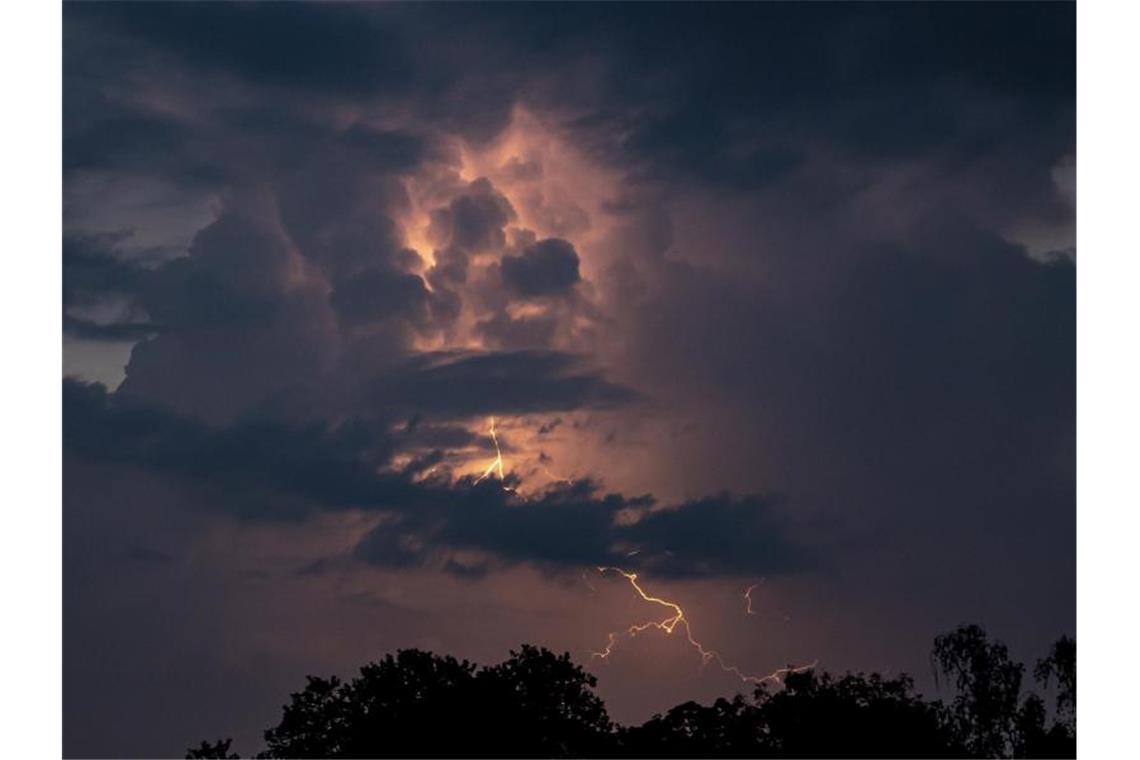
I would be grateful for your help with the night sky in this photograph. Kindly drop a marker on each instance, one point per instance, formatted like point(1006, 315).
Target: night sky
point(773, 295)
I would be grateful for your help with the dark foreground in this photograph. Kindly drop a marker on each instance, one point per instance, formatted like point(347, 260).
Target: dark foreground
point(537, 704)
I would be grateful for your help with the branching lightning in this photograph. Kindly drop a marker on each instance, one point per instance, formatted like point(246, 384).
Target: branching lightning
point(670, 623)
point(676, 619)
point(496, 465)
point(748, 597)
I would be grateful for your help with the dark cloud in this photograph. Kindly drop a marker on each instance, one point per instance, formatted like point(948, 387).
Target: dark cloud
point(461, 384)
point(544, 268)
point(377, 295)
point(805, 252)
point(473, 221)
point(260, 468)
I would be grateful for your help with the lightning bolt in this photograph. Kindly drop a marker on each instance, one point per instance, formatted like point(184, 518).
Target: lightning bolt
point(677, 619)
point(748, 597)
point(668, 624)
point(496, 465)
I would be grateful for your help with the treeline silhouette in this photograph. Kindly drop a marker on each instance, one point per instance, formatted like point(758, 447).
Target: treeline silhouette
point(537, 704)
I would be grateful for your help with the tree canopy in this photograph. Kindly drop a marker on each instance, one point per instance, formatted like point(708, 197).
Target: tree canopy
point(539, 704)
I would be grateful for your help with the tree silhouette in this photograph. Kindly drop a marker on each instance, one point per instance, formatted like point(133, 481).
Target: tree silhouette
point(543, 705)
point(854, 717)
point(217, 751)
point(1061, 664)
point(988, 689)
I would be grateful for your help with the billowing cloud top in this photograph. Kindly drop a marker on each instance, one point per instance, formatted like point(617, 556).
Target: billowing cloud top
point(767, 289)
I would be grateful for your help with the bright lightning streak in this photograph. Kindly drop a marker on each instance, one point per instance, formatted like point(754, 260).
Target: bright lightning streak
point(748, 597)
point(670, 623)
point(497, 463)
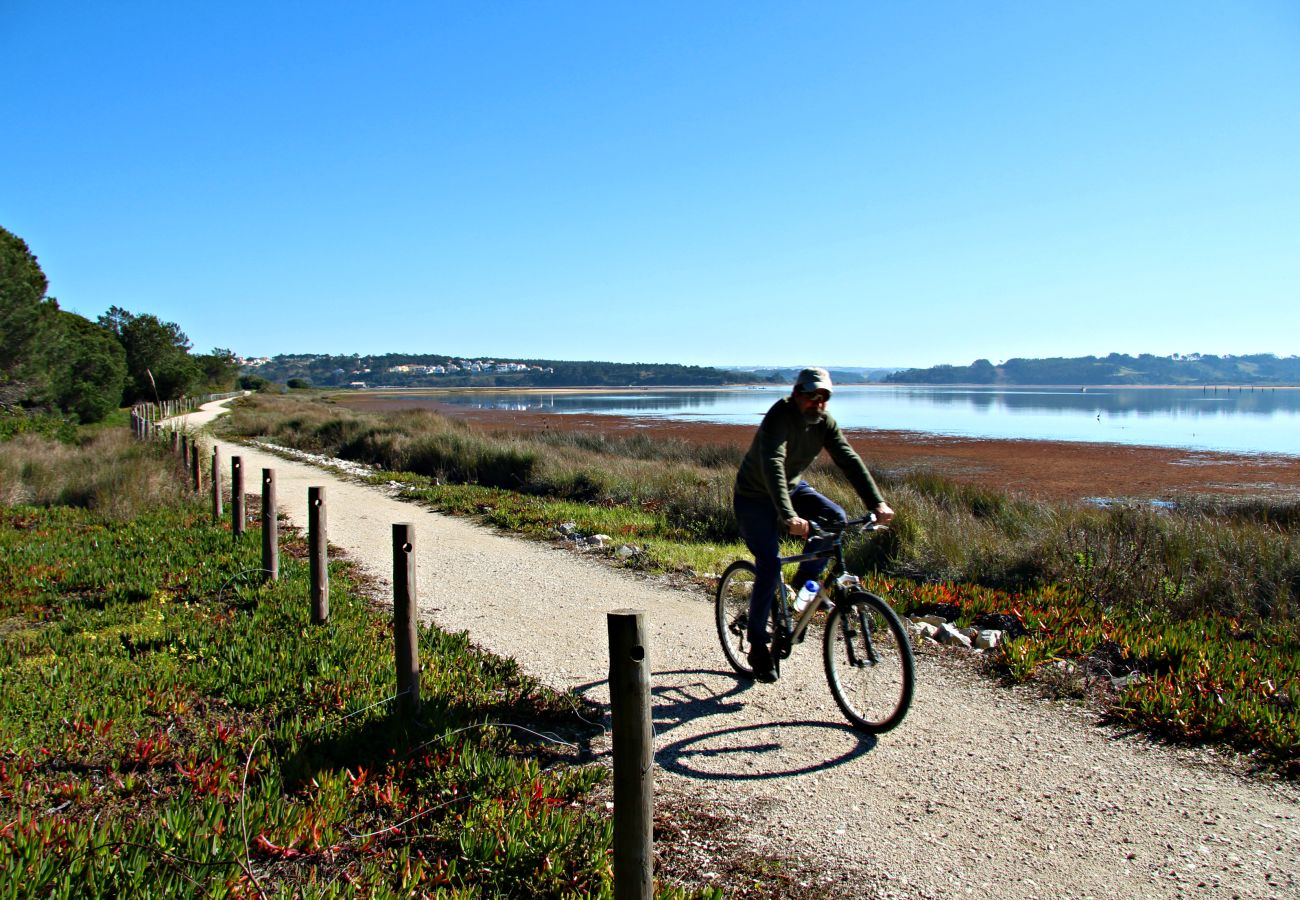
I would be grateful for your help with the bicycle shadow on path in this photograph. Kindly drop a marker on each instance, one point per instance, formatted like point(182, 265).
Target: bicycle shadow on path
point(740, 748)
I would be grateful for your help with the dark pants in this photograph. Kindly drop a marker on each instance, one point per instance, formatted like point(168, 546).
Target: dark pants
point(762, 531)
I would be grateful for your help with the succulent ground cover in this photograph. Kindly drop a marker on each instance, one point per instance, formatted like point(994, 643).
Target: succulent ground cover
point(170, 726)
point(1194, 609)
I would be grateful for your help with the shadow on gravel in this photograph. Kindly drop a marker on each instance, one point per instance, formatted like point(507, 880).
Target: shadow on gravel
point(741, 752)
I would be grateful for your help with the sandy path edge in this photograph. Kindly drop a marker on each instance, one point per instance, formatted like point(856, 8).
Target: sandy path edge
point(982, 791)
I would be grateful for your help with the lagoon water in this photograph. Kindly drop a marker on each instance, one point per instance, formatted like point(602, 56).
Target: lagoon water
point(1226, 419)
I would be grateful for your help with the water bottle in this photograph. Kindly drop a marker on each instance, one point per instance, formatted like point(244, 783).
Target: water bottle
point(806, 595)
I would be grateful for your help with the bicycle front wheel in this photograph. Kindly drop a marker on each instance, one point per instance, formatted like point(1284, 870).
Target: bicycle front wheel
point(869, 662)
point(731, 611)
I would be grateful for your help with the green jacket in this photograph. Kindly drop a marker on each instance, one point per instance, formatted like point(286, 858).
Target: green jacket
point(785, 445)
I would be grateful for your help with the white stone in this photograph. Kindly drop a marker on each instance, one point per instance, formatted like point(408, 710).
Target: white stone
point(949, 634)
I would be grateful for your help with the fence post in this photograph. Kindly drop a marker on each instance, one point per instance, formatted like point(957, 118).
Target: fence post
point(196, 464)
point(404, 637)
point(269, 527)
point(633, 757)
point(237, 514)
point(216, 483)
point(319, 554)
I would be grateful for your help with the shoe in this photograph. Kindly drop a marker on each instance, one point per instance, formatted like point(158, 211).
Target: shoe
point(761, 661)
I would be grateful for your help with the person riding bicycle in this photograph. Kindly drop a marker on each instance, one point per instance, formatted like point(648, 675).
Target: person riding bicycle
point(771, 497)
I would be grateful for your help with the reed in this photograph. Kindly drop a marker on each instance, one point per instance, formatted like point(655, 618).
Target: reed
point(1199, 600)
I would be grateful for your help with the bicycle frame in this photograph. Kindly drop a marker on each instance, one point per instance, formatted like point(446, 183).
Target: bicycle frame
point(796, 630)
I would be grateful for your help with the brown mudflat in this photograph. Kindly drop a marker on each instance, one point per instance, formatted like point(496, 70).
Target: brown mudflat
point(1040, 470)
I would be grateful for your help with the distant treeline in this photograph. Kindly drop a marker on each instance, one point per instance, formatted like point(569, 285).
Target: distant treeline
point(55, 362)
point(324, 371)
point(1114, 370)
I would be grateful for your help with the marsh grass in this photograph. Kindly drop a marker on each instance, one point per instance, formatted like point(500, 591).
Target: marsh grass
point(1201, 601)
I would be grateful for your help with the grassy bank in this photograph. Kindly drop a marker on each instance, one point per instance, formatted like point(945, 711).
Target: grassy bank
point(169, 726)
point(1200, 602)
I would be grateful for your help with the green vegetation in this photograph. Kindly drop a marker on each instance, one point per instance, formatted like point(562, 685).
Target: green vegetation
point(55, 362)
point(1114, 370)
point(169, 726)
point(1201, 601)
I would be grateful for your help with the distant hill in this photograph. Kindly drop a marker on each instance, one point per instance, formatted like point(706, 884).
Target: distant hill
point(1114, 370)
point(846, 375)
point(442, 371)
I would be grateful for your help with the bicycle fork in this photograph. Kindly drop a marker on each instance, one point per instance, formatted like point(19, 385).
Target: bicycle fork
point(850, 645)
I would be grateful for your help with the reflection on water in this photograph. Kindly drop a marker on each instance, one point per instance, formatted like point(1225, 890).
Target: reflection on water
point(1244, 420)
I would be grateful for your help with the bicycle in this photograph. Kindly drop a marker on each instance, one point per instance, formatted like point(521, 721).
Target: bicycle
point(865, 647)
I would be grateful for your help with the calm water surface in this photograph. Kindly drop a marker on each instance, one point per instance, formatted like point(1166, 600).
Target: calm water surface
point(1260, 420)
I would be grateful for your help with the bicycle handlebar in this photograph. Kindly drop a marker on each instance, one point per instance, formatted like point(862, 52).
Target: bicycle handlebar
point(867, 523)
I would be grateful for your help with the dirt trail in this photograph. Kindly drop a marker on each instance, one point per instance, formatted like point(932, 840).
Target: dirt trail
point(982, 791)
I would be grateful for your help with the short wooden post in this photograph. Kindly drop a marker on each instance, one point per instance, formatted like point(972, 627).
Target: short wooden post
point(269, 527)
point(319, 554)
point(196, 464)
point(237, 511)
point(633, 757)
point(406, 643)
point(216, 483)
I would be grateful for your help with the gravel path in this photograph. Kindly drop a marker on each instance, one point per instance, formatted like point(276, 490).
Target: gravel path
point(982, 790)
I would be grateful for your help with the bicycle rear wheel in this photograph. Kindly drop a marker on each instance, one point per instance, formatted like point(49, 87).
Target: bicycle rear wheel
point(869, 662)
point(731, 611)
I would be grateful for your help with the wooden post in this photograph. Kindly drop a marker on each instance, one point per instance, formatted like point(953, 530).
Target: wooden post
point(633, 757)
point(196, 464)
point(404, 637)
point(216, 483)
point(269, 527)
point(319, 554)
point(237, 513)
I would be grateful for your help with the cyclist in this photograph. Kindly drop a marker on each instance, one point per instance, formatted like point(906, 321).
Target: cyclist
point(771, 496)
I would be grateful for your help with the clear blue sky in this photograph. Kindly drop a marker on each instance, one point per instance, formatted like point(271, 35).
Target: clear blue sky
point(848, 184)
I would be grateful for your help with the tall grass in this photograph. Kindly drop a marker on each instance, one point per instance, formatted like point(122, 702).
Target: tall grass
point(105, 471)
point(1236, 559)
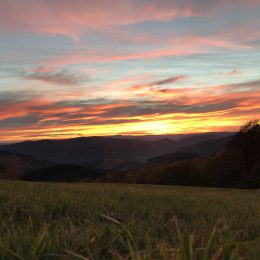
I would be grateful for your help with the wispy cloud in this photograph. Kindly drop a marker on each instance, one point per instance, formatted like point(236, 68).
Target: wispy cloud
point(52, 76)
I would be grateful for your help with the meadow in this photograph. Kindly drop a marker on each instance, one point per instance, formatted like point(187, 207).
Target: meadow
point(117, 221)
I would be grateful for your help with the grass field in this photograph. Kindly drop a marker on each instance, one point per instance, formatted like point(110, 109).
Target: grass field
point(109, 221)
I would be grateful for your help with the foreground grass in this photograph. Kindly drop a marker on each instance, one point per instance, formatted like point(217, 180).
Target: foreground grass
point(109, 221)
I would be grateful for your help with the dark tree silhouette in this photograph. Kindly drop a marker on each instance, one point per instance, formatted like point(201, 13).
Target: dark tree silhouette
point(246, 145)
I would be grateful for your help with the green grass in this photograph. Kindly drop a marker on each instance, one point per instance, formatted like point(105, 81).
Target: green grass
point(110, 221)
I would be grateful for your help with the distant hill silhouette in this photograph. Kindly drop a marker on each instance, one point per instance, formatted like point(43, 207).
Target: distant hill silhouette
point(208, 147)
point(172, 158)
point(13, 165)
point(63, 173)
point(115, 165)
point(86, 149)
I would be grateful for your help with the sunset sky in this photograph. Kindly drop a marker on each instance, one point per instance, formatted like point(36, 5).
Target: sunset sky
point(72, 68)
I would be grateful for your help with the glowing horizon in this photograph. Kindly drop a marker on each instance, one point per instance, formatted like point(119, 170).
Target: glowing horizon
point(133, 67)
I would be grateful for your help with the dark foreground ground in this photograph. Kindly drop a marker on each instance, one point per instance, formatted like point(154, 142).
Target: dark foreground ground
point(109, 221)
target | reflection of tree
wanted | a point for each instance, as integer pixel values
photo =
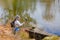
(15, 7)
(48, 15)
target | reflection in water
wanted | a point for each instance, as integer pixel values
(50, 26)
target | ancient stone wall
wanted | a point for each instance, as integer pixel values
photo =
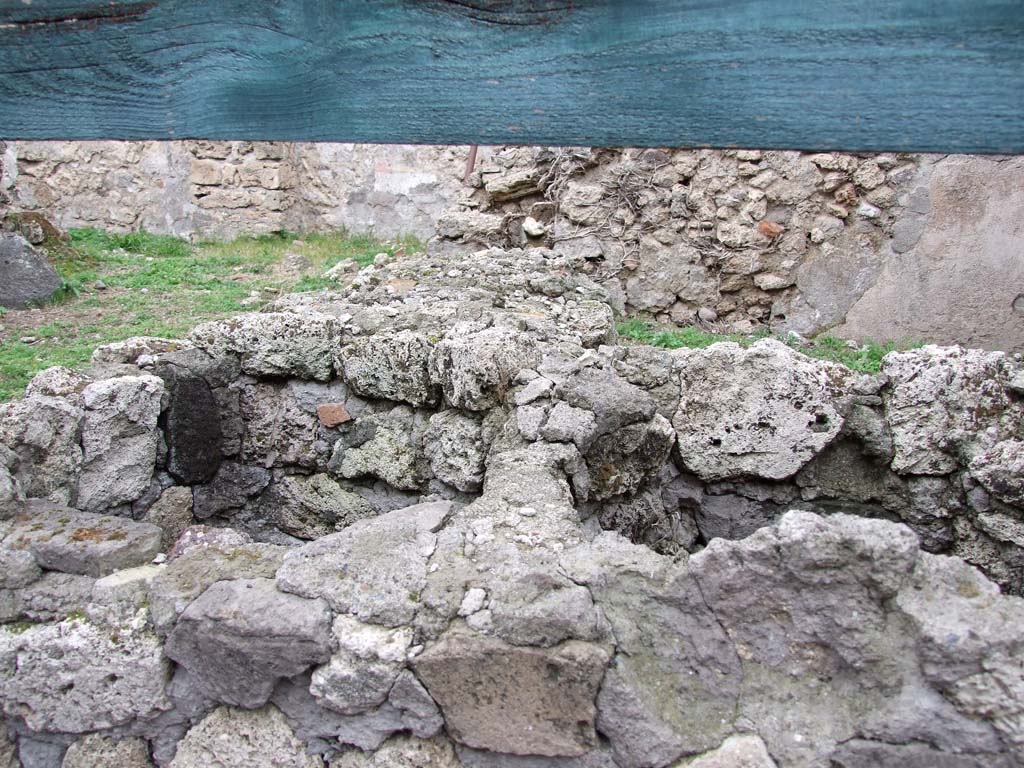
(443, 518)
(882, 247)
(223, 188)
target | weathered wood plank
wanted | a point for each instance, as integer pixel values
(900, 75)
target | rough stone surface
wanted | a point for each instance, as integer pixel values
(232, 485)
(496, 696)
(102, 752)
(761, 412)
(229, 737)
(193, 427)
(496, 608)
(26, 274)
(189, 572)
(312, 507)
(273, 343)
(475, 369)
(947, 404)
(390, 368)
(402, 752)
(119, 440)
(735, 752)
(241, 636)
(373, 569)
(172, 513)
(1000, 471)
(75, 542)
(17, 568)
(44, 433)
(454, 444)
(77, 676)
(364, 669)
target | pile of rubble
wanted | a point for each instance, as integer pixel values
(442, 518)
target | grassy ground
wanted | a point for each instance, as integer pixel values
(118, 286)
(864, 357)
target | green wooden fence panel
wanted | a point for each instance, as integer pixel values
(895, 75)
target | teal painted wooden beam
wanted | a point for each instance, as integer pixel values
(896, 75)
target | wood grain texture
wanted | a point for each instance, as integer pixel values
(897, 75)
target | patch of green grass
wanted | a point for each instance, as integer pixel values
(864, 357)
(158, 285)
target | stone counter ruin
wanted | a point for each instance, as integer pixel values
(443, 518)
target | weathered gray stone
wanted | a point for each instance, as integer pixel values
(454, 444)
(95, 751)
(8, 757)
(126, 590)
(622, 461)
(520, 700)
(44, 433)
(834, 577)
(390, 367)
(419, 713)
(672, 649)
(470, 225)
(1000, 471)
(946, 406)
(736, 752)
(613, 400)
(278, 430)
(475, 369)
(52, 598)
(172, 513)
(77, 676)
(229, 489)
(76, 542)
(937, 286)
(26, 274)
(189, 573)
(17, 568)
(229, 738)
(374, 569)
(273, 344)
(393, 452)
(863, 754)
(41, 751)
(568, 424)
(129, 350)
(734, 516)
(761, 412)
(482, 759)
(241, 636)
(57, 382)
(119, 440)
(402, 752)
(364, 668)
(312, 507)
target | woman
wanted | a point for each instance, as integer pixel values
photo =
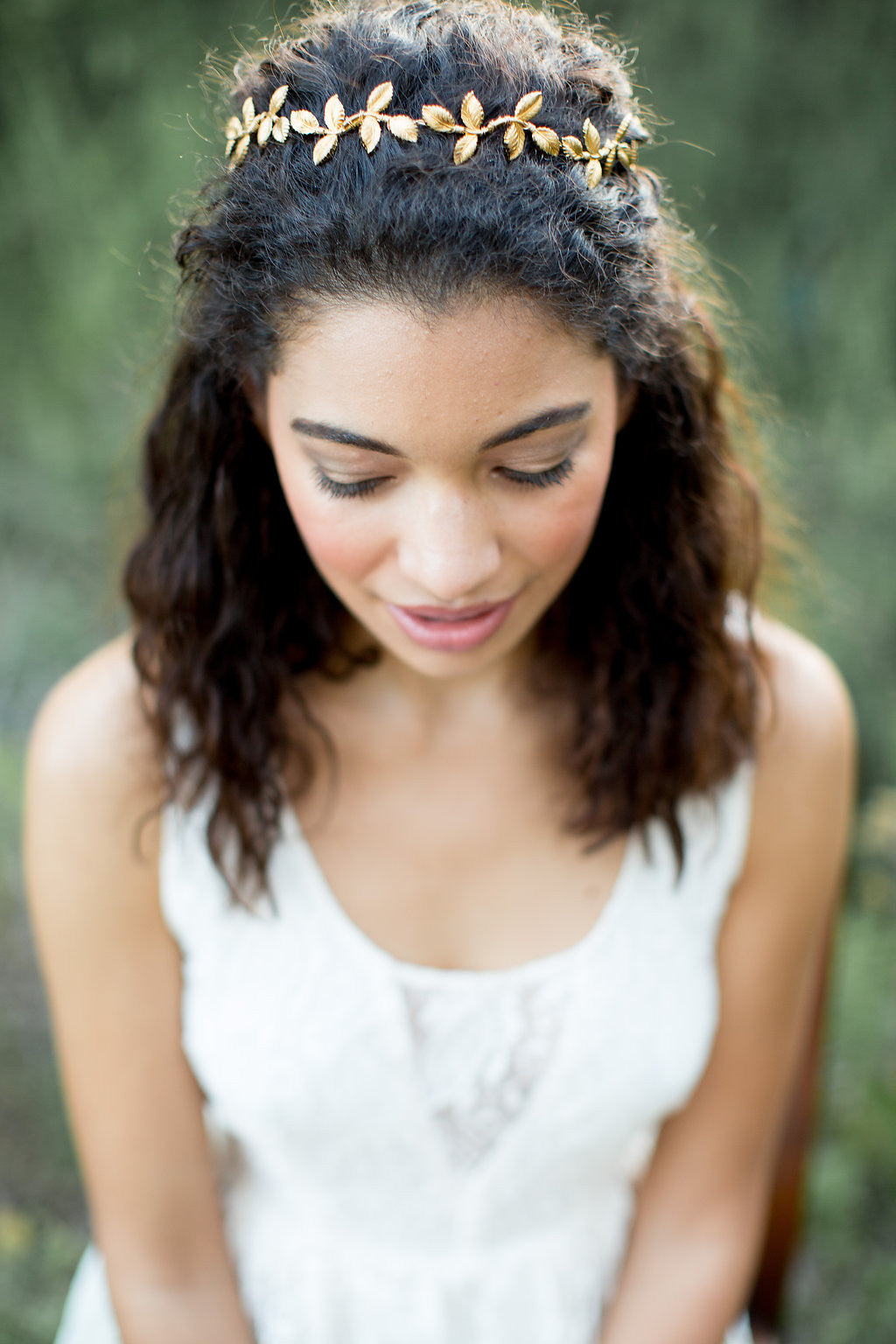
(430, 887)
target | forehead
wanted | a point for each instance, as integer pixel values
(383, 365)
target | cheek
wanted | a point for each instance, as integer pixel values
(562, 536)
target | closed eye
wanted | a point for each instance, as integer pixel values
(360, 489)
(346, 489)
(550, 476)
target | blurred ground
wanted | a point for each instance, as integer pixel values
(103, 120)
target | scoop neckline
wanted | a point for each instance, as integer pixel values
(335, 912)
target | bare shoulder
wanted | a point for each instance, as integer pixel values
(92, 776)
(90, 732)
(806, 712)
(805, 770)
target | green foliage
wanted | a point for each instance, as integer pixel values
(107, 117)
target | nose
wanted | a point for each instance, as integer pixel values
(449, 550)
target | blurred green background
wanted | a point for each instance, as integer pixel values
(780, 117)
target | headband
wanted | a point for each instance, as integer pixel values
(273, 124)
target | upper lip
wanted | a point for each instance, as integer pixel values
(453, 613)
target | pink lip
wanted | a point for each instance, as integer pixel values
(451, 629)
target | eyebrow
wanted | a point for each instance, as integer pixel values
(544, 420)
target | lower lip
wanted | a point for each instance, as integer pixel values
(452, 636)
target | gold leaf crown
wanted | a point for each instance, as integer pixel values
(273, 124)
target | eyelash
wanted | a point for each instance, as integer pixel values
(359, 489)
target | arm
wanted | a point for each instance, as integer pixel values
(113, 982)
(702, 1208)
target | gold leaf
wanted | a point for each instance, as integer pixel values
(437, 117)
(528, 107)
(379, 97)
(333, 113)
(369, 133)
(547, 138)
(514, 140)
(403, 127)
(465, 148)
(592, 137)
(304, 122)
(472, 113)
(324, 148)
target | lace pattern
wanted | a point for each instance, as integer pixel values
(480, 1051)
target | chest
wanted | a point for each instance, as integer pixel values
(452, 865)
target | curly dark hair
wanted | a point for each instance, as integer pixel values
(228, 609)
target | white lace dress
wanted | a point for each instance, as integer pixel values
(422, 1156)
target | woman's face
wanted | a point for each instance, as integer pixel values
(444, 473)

### Short task
Shift the data starting with the line containing "I would be grateful for your help with the grass field" and going on through the line containing "point(246, 145)" by adding 116 to every coordinate in the answers, leaving the formatting samples unchanged. Write out every one of those lines again, both ends included.

### Written answer
I would be grateful for your help with the grass field in this photograph. Kindly drop a marker on each instance, one point per instance, formatted like point(110, 109).
Target: grass field
point(225, 337)
I would be grateful for your help with the foreground grass in this photograph. Kindly drop a marker on each instance, one point per instance, formatted like point(217, 180).
Target: foreground grass
point(225, 337)
I would be grateful for your help with the dark tree silhouette in this photograph. Kindly drop a marker on each instance, one point per instance, formatted like point(201, 13).
Target: dark tree silhouette
point(362, 261)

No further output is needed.